◆ Exercise 1 ◆
In the news article below about a doctor in rebel-held eastern Ukraine, what mineral does the mine in Dokuchaevsk extract?
◆ Exercise 2 ◆
Pick up the news article below about a doctor in rebel-held eastern Ukraine after its last sentence and write the next few paragraphs.

◆ Excerpt to read ◆
◇ ◇ ◇ ◇ ◇

"I couldn't care less whether we're under the Ukrainians or the separatists. I just want peace," Irina, a war-weary doctor in rebel-controlled eastern Ukraine, said as shelling boomed close to her hospital.
Irina, who declined to give her surname, said she had backed the pro-Western government that came to power after the ouster of pro-Russian president Viktor Yanukovych a year ago.
But these days, the 40-something year old resident of the separatists' self-proclaimed Donetsk People's Republic simply wants the fighting to end.
"I did support pro-European ideas during the protests in Kiev (against Yanukovych) and I've always been a Ukrainian patriot. But today, it's not important to me any more," she said. "I don't care if I become Russian or stay Ukrainian, as long as the war ends."
Irina works in Dokuchaevsk, a small town of 24,000 residents based around a mine extracting dolomite, a mineral used in the metals industry, about 40 kilometres (25 miles) south of the rebel stronghold of Donetsk.
The town was taken over by pro-Russian separatists ahead of the Minsk peace talks in September that set a demarcation line. Rebels are positioned in the town, but Agence France Presse reporters did not hear them shooting.

◇ ◇ ◇ ◇ ◇

◆ Material supplied ◆
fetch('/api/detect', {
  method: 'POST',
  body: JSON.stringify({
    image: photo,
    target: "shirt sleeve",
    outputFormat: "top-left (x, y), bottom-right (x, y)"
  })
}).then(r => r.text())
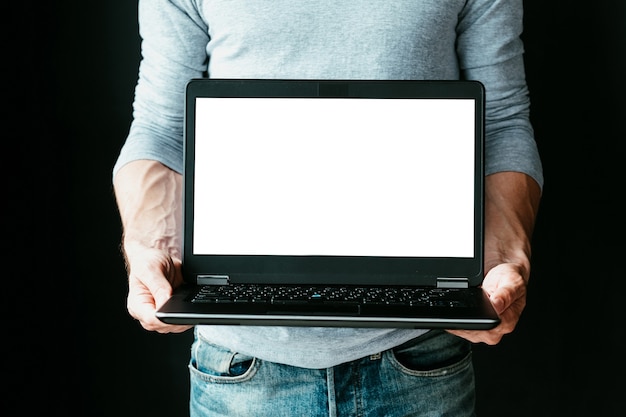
top-left (113, 0), bottom-right (209, 175)
top-left (457, 0), bottom-right (544, 187)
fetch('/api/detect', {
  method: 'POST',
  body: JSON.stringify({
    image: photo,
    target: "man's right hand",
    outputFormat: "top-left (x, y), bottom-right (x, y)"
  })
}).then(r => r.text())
top-left (125, 243), bottom-right (193, 333)
top-left (113, 160), bottom-right (192, 333)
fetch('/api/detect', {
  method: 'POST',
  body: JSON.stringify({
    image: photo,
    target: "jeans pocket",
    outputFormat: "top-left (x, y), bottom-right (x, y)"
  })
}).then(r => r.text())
top-left (388, 330), bottom-right (472, 377)
top-left (189, 336), bottom-right (257, 382)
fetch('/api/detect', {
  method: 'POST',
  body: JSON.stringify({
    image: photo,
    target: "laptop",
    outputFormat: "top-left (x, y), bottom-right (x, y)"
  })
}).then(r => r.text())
top-left (157, 79), bottom-right (499, 329)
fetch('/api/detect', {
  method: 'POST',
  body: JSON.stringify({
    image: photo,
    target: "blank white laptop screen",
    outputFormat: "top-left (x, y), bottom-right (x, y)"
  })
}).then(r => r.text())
top-left (193, 98), bottom-right (475, 258)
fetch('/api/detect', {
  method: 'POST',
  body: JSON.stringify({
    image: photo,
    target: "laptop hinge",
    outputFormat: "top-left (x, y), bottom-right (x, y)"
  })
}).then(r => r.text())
top-left (196, 275), bottom-right (230, 285)
top-left (437, 278), bottom-right (469, 288)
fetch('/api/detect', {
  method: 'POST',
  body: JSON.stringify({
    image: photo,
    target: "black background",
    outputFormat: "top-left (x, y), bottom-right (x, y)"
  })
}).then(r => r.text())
top-left (2, 0), bottom-right (626, 417)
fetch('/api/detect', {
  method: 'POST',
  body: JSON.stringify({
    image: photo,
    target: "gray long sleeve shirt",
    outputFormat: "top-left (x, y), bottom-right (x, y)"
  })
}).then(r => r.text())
top-left (114, 0), bottom-right (543, 368)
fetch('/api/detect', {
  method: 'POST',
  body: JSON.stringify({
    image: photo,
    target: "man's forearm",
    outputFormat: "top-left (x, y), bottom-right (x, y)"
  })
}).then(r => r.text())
top-left (113, 160), bottom-right (182, 258)
top-left (485, 172), bottom-right (541, 280)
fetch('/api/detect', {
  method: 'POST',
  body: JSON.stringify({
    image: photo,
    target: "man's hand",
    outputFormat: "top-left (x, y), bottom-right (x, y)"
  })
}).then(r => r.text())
top-left (125, 243), bottom-right (193, 333)
top-left (449, 172), bottom-right (541, 345)
top-left (449, 264), bottom-right (526, 345)
top-left (114, 160), bottom-right (192, 333)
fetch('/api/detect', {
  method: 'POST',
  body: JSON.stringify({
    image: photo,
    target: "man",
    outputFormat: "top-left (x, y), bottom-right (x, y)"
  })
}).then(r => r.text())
top-left (114, 0), bottom-right (543, 416)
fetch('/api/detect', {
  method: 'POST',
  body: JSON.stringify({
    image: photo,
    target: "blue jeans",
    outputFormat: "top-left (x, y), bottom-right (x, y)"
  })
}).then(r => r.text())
top-left (189, 330), bottom-right (475, 417)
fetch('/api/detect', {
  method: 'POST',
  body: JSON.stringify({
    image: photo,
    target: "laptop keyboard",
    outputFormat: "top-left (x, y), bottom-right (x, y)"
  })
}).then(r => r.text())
top-left (192, 284), bottom-right (473, 307)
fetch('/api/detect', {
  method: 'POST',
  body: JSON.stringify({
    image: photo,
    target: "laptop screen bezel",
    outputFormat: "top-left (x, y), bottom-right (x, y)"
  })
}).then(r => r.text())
top-left (183, 78), bottom-right (485, 286)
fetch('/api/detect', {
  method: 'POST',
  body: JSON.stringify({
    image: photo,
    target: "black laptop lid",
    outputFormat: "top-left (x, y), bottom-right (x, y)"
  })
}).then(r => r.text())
top-left (183, 79), bottom-right (484, 286)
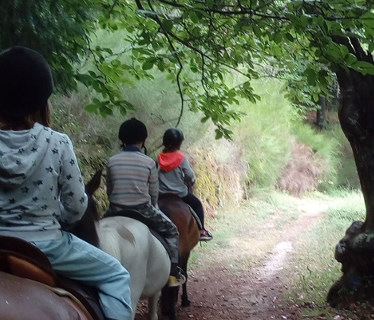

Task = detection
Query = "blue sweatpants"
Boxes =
[32,231,132,320]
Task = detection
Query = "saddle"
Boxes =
[0,236,105,320]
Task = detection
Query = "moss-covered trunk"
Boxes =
[327,58,374,306]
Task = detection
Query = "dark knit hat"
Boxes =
[118,118,148,145]
[0,46,53,119]
[162,128,184,148]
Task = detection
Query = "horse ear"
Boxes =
[86,169,103,195]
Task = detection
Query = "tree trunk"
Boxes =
[327,63,374,307]
[316,97,327,129]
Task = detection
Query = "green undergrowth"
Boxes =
[189,190,365,319]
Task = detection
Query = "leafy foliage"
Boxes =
[0,0,374,138]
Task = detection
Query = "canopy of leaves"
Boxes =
[0,0,374,138]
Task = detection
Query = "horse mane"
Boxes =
[67,169,103,247]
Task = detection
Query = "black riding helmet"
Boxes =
[162,128,184,149]
[0,46,53,120]
[118,118,148,146]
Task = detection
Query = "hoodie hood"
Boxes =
[157,151,184,172]
[0,123,52,189]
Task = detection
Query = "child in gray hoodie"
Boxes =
[0,46,132,320]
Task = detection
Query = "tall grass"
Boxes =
[287,190,365,310]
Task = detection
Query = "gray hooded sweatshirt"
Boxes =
[0,123,87,241]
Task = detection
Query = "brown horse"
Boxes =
[0,236,103,320]
[158,195,200,320]
[0,172,109,320]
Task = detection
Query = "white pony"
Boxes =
[96,217,170,320]
[75,171,171,320]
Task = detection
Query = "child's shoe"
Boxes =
[200,229,213,241]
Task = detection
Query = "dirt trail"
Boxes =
[136,202,325,320]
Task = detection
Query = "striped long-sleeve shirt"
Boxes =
[106,147,158,206]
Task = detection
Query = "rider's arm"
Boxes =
[180,157,196,186]
[59,136,87,224]
[148,162,159,206]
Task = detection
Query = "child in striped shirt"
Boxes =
[106,118,186,287]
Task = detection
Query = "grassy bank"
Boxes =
[190,191,365,319]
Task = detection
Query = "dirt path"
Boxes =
[136,202,325,320]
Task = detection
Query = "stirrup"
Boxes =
[168,274,186,287]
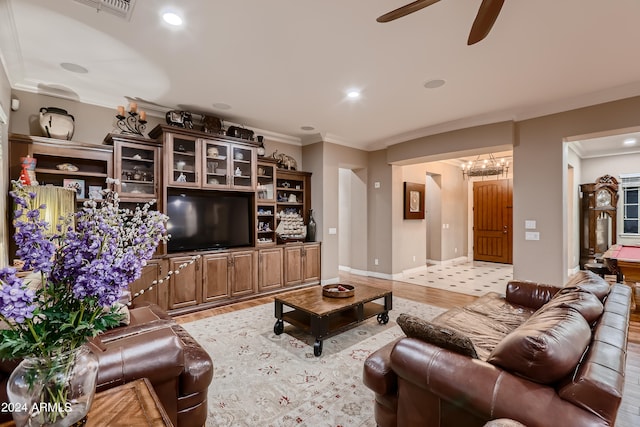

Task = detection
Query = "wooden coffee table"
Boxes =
[273,285,392,356]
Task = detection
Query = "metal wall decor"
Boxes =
[116,102,147,136]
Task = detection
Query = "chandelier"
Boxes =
[462,154,509,179]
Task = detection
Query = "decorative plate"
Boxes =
[56,163,79,172]
[322,284,356,298]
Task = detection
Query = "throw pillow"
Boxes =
[487,307,591,384]
[564,270,610,301]
[542,288,604,325]
[397,313,478,359]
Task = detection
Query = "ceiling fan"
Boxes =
[376,0,504,46]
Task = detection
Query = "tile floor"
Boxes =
[399,261,513,296]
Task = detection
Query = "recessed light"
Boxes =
[213,102,231,110]
[60,62,89,74]
[162,12,182,26]
[424,79,446,89]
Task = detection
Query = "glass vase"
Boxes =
[7,346,98,427]
[307,209,316,242]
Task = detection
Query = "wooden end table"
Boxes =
[273,285,393,357]
[0,378,173,427]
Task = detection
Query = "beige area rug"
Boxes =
[183,297,444,427]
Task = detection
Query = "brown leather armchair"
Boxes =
[363,273,631,427]
[0,304,213,427]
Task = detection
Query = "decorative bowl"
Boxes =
[322,284,356,298]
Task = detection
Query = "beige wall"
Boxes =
[391,164,427,274]
[513,97,640,283]
[302,142,367,282]
[378,97,640,283]
[580,154,640,245]
[338,168,368,274]
[567,144,582,272]
[0,66,11,267]
[387,122,514,164]
[7,87,640,283]
[367,150,398,277]
[10,91,304,166]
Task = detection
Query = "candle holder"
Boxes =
[116,111,147,136]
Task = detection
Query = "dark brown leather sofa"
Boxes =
[0,304,213,427]
[363,271,631,427]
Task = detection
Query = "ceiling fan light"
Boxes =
[162,12,182,27]
[424,79,446,89]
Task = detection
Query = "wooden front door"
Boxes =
[473,179,513,264]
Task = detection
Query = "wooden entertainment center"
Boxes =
[9,125,320,314]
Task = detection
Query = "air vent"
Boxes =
[75,0,136,21]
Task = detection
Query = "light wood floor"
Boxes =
[176,272,640,427]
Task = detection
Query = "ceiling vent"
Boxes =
[75,0,136,21]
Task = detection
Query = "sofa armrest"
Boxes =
[88,327,184,391]
[362,338,401,396]
[172,325,213,396]
[390,338,608,427]
[505,280,562,310]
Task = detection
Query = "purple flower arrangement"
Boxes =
[0,182,169,359]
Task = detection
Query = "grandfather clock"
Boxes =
[580,175,618,268]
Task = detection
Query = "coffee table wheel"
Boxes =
[273,319,284,335]
[378,312,389,325]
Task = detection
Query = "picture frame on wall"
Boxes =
[404,182,425,219]
[62,179,85,199]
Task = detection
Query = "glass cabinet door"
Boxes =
[256,162,276,202]
[115,141,160,200]
[202,139,230,188]
[167,135,200,187]
[230,145,255,189]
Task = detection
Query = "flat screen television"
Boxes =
[166,188,254,252]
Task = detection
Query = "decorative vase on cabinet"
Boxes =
[307,209,316,242]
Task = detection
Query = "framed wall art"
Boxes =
[404,182,424,219]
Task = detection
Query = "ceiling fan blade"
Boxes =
[467,0,504,46]
[376,0,440,22]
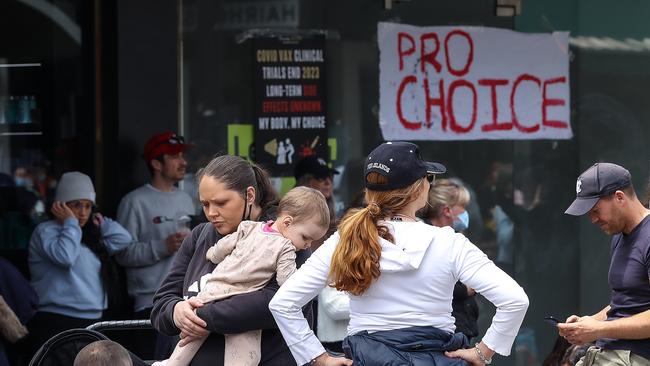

◇ ◇ ◇ ◇ ◇

◆ Response box 1 ◆
Dolomite.

◆ Response box 2 ◆
The hospital had to close its maternity ward and evacuate the patients after Grad rockets landed in the courtyard on Saturday, blowing the glass out of all the windows, the staff said.
The windows are now covered in plastic sheeting.
The 10-month war between government forces and the pro-Russian rebels has crept up to Dokuchaevsk in recent weeks, with the nearest government positions just 10 kilometres away as the crow flies.
Since January the shelling has become more intense, hospital officials said.
"This is the third time that our hospital has come under shellfire," said chief doctor Sergei Petrovich.
It was not clear why the area around the hospital was being shelled and whether rebels were returning fire from the town.
There are currently around 60 patients in the hospital, while previously there were up to 200.
The facility receives medicine as humanitarian aid, relying mainly on international organisations such as Doctors Without Borders (MSF) and the International Red Cross.
The surgery ward also has two generators which it relies on during power cuts caused by shelling.
On Tuesday, AFP journalists heard a barrage of incoming rocket fire but it was not clear where it landed.
"We do have a large cellar that could be used as a shelter, but we never know when the shells are going to fall. So what can we do?" Petrovich said with a helpless air.
Nadezhda Zhdanova, 76, is one of the patients still at the hospital. She was brought in on February 5 after suffering shrapnel wounds.
"My house was totally destroyed, I heard a huge noise and then after that I don't remember anything," she said, her head swathed in bandages and her face scored with cuts. Her leg and left hand were swollen.
Unable to walk and confined to her bed by her injuries, Zhdanova was hard of hearing, meaning she could not hear the thud of rocket fire.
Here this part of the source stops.